Look through the entries below and extract exactly the lines from the one containing "box: [0, 206, 568, 257]" through the one containing "positive clicks: (39, 184)", ends included.

[Source records]
------------------------------------------------

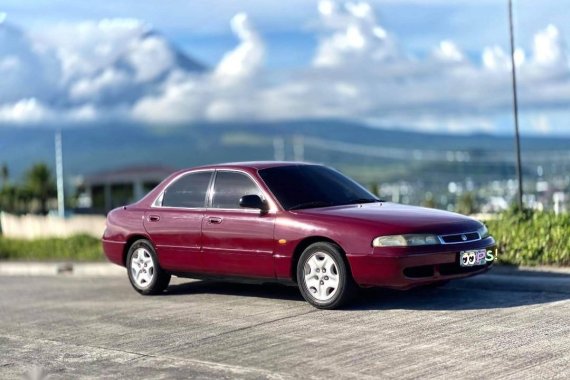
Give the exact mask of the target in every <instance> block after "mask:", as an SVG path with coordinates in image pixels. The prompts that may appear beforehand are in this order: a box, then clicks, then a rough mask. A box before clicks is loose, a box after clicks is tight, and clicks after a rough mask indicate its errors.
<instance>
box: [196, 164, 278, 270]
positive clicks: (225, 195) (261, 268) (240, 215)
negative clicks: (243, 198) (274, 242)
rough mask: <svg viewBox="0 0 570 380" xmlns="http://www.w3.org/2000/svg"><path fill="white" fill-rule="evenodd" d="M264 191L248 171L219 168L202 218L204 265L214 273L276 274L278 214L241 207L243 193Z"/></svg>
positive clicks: (246, 194)
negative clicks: (274, 229)
mask: <svg viewBox="0 0 570 380" xmlns="http://www.w3.org/2000/svg"><path fill="white" fill-rule="evenodd" d="M253 194H256V195H259V196H260V197H261V198H262V199H263V198H264V195H263V192H262V191H261V190H260V187H259V186H258V185H257V183H256V182H255V181H254V180H253V178H252V177H250V176H249V175H248V174H246V173H243V172H240V171H230V170H218V171H216V174H215V177H214V183H213V187H212V193H211V200H210V207H208V209H207V210H206V213H205V217H204V219H203V221H202V249H203V259H204V262H205V263H204V266H205V268H206V270H207V271H208V272H210V273H214V274H224V275H236V276H248V277H266V278H273V277H274V276H275V274H274V268H273V249H274V238H273V229H274V224H275V214H273V213H262V212H261V211H260V210H254V209H245V208H240V206H239V200H240V198H241V197H242V196H244V195H253Z"/></svg>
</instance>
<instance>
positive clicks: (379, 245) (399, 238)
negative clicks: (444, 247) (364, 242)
mask: <svg viewBox="0 0 570 380" xmlns="http://www.w3.org/2000/svg"><path fill="white" fill-rule="evenodd" d="M433 244H439V239H438V238H437V236H436V235H426V234H421V235H420V234H409V235H390V236H379V237H377V238H376V239H374V240H372V246H373V247H407V246H416V245H433Z"/></svg>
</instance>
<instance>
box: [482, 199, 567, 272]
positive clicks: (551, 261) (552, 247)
mask: <svg viewBox="0 0 570 380" xmlns="http://www.w3.org/2000/svg"><path fill="white" fill-rule="evenodd" d="M486 224H487V227H488V228H489V231H490V233H491V235H493V237H494V238H495V240H496V241H497V243H498V248H499V263H502V264H511V265H530V266H532V265H556V266H569V265H570V214H559V215H556V214H554V213H552V212H539V211H532V210H524V211H517V210H510V211H507V212H504V213H502V214H500V215H499V216H498V217H497V218H494V219H491V220H489V221H487V222H486Z"/></svg>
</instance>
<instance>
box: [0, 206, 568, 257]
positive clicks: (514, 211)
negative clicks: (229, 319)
mask: <svg viewBox="0 0 570 380" xmlns="http://www.w3.org/2000/svg"><path fill="white" fill-rule="evenodd" d="M486 224H487V226H488V228H489V231H490V232H491V234H492V235H493V237H494V238H495V240H496V241H497V244H498V248H499V263H502V264H509V265H527V266H533V265H554V266H570V214H562V215H555V214H554V213H549V212H533V211H530V210H525V211H524V212H520V211H518V212H517V211H508V212H505V213H503V214H500V215H498V216H497V218H494V219H492V220H489V221H487V222H486ZM0 260H29V261H32V260H35V261H56V260H60V261H61V260H65V261H102V260H104V256H103V251H102V248H101V242H100V240H99V239H97V238H94V237H91V236H88V235H76V236H72V237H68V238H46V239H36V240H23V239H7V238H3V237H0Z"/></svg>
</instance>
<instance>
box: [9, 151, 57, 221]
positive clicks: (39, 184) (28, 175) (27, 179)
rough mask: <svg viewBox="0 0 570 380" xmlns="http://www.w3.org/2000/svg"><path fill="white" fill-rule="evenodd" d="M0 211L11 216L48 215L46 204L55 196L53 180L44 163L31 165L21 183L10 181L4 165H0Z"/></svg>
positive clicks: (54, 188)
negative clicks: (10, 214) (7, 213)
mask: <svg viewBox="0 0 570 380" xmlns="http://www.w3.org/2000/svg"><path fill="white" fill-rule="evenodd" d="M0 183H2V185H1V186H0V210H3V211H6V212H9V213H13V214H25V213H33V214H41V215H45V214H47V213H48V203H49V202H50V200H51V199H53V198H55V196H56V185H55V179H54V177H53V174H52V172H51V170H50V168H49V167H48V166H47V164H45V163H41V162H40V163H36V164H34V165H32V166H31V167H30V168H29V169H28V170H27V171H26V173H25V174H24V178H23V181H22V182H21V183H17V182H13V181H11V179H10V171H9V170H8V166H7V165H6V164H2V165H0Z"/></svg>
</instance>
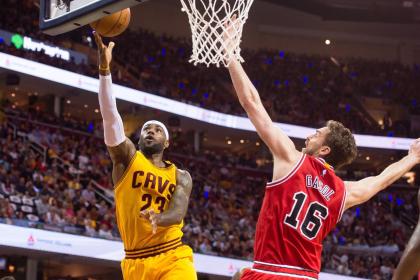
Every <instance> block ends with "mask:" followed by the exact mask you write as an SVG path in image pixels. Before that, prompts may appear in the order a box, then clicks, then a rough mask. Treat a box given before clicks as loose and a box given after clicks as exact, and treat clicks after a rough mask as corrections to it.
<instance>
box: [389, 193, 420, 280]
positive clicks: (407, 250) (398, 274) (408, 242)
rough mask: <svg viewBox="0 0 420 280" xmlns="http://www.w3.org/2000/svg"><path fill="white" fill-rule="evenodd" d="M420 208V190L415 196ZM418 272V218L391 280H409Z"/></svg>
mask: <svg viewBox="0 0 420 280" xmlns="http://www.w3.org/2000/svg"><path fill="white" fill-rule="evenodd" d="M417 201H418V205H419V208H420V190H419V193H418V195H417ZM419 271H420V216H419V221H418V223H417V227H416V229H415V230H414V232H413V235H412V236H411V238H410V241H408V244H407V247H406V248H405V251H404V254H403V255H402V257H401V260H400V263H399V264H398V266H397V269H395V272H394V277H393V278H392V279H393V280H411V279H413V277H414V275H415V274H416V273H417V272H419Z"/></svg>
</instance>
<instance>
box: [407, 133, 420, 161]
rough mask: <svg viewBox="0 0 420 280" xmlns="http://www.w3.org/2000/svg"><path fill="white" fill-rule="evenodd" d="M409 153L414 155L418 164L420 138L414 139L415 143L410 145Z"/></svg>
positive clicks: (419, 152)
mask: <svg viewBox="0 0 420 280" xmlns="http://www.w3.org/2000/svg"><path fill="white" fill-rule="evenodd" d="M408 155H409V156H411V157H413V159H414V160H415V161H416V163H417V164H420V138H418V139H416V140H414V142H413V144H411V145H410V150H409V151H408Z"/></svg>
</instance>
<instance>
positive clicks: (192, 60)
mask: <svg viewBox="0 0 420 280" xmlns="http://www.w3.org/2000/svg"><path fill="white" fill-rule="evenodd" d="M230 2H233V3H232V4H231V3H229V0H181V4H182V11H183V12H186V13H187V14H188V21H189V23H190V26H191V32H192V44H193V52H192V55H191V59H190V60H189V62H190V63H194V65H197V64H198V63H204V64H206V65H207V67H209V66H210V64H215V65H216V66H217V67H219V66H220V64H222V65H224V66H226V67H227V66H228V65H229V61H230V60H231V59H232V58H235V59H237V60H238V61H240V62H244V59H243V58H242V57H241V48H240V43H241V38H242V30H243V26H244V24H245V22H246V20H247V19H248V13H249V9H250V8H251V5H252V3H253V2H254V0H233V1H230ZM234 16H236V18H234ZM228 29H229V30H228Z"/></svg>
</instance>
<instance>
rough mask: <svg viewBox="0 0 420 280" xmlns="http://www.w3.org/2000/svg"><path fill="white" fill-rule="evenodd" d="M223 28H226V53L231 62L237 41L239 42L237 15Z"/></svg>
mask: <svg viewBox="0 0 420 280" xmlns="http://www.w3.org/2000/svg"><path fill="white" fill-rule="evenodd" d="M223 26H224V28H225V29H224V32H223V42H224V52H225V53H226V54H228V55H229V60H230V59H231V58H232V56H233V51H234V48H235V45H236V43H237V40H239V38H238V33H237V30H238V29H239V20H238V19H237V16H236V14H235V15H233V16H232V18H231V19H230V20H228V21H226V22H225V23H224V24H223Z"/></svg>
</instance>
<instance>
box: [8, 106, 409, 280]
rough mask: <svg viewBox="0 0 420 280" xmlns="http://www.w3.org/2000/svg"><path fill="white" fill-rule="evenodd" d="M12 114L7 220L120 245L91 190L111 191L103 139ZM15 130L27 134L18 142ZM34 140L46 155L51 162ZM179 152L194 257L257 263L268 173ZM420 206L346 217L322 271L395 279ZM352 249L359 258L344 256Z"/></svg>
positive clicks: (19, 133) (394, 206) (74, 122)
mask: <svg viewBox="0 0 420 280" xmlns="http://www.w3.org/2000/svg"><path fill="white" fill-rule="evenodd" d="M7 115H8V118H7V119H8V120H7V122H5V123H4V124H2V125H1V127H0V139H1V140H0V141H1V148H0V221H1V222H5V223H11V224H15V225H20V226H32V227H40V228H44V229H47V230H55V231H64V232H69V233H74V234H84V235H88V236H92V237H101V238H107V239H118V238H119V237H118V229H117V227H116V222H115V215H114V211H115V209H114V207H113V205H112V201H110V200H108V199H107V197H106V196H105V197H104V196H100V195H99V194H98V189H97V185H95V184H94V183H92V181H91V179H94V180H96V182H97V183H98V184H99V185H102V186H105V187H107V188H109V189H111V188H112V186H111V185H112V184H111V180H110V178H109V174H110V167H111V164H110V160H109V157H108V156H107V153H106V151H105V145H103V143H102V141H103V140H102V139H100V138H99V137H95V135H93V134H92V135H87V134H86V133H84V132H79V133H76V132H77V128H76V129H75V128H74V127H75V126H76V125H75V123H77V121H73V122H70V121H68V123H73V126H72V127H69V128H68V129H69V130H70V129H71V131H67V130H66V129H63V126H60V127H61V128H57V127H56V126H53V123H51V122H52V121H53V118H51V117H47V116H44V117H41V114H40V113H39V112H38V113H37V115H34V114H33V115H29V114H26V115H25V114H24V113H23V111H11V110H8V111H7ZM17 116H19V117H18V118H17ZM36 116H37V117H36ZM37 118H39V119H37ZM11 124H13V125H11ZM13 126H14V127H15V128H16V131H18V132H19V133H17V135H16V136H15V135H14V132H15V131H14V129H13ZM75 131H76V132H75ZM28 140H31V141H33V142H36V143H38V144H41V145H43V146H45V147H47V153H46V158H45V159H44V157H43V154H42V153H38V152H36V151H35V150H34V149H33V148H32V146H31V144H30V143H31V142H28ZM173 145H174V148H173V149H172V150H171V151H169V155H168V156H169V157H170V159H171V160H173V161H174V162H176V163H177V164H178V165H179V166H181V167H182V168H185V169H187V170H189V171H190V172H191V174H193V179H194V188H193V192H192V194H191V199H190V205H189V210H188V214H187V216H186V218H185V227H184V233H185V235H184V237H185V238H184V239H185V242H187V243H188V244H189V245H191V247H192V248H193V249H194V251H195V252H199V253H204V254H211V255H221V256H226V257H233V258H241V259H243V258H245V259H248V260H251V259H252V257H253V255H252V252H253V237H254V233H255V224H256V221H257V217H258V212H259V208H260V205H261V201H262V197H263V186H264V184H265V182H266V181H267V180H268V179H269V176H270V173H267V172H266V171H265V170H261V169H259V168H256V166H257V165H256V164H255V160H254V162H253V163H252V158H246V157H243V158H242V159H241V160H239V159H235V157H233V156H230V155H229V154H226V153H221V152H217V151H215V150H214V151H213V150H208V151H206V152H203V153H201V154H198V155H197V154H195V153H194V152H193V149H192V147H188V145H187V144H186V143H184V142H183V139H182V138H179V139H178V140H174V143H173ZM101 147H102V148H101ZM181 147H184V149H182V150H179V149H181ZM185 147H186V148H185ZM178 150H179V151H180V152H178V153H177V151H178ZM238 158H239V156H238ZM209 162H211V166H210V165H209ZM415 197H416V195H415V193H414V192H412V191H411V192H401V191H391V192H387V193H382V194H380V195H378V196H377V197H376V198H374V199H373V200H371V201H370V202H368V203H366V204H365V205H363V206H360V207H356V208H354V209H351V210H348V211H346V212H345V213H344V215H343V218H342V221H341V222H340V223H339V224H338V226H337V228H336V229H335V230H333V232H332V233H331V234H330V235H329V237H328V238H327V240H326V241H325V244H324V245H325V250H324V253H323V270H324V271H330V272H335V273H341V274H347V275H354V276H360V277H370V278H374V277H377V278H376V279H389V277H390V276H389V275H392V270H393V268H395V266H396V264H397V262H398V259H399V257H398V256H399V254H400V253H401V252H402V250H403V249H404V246H405V244H406V242H407V240H408V237H409V236H410V234H411V229H410V227H409V226H407V225H406V224H403V223H402V222H401V219H399V218H397V217H400V216H402V215H405V216H407V215H408V216H411V217H416V215H413V213H416V212H417V210H416V209H417V204H416V200H415ZM349 248H350V249H353V250H354V249H356V252H354V251H351V250H350V252H348V251H346V249H349ZM360 252H362V253H360ZM366 252H369V253H366ZM387 275H388V276H387Z"/></svg>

------------------------------------------------

*Result*:
box: [0, 206, 568, 257]
positive clicks: (514, 211)
negative clicks: (229, 319)
mask: <svg viewBox="0 0 570 380" xmlns="http://www.w3.org/2000/svg"><path fill="white" fill-rule="evenodd" d="M486 224H487V226H488V228H489V231H490V232H491V234H492V235H493V237H494V238H495V240H496V241H497V244H498V248H499V263H502V264H509V265H527V266H533V265H554V266H570V214H562V215H555V214H554V213H549V212H533V211H530V210H525V211H524V212H520V211H518V212H517V211H508V212H505V213H503V214H500V215H498V216H497V218H494V219H492V220H489V221H487V222H486ZM0 260H29V261H32V260H35V261H56V260H60V261H61V260H65V261H102V260H104V256H103V251H102V248H101V242H100V240H99V239H97V238H94V237H91V236H88V235H76V236H72V237H68V238H46V239H36V240H23V239H7V238H3V237H0Z"/></svg>
</instance>
<instance>
box: [9, 151, 57, 221]
positive clicks: (39, 184) (28, 175) (27, 179)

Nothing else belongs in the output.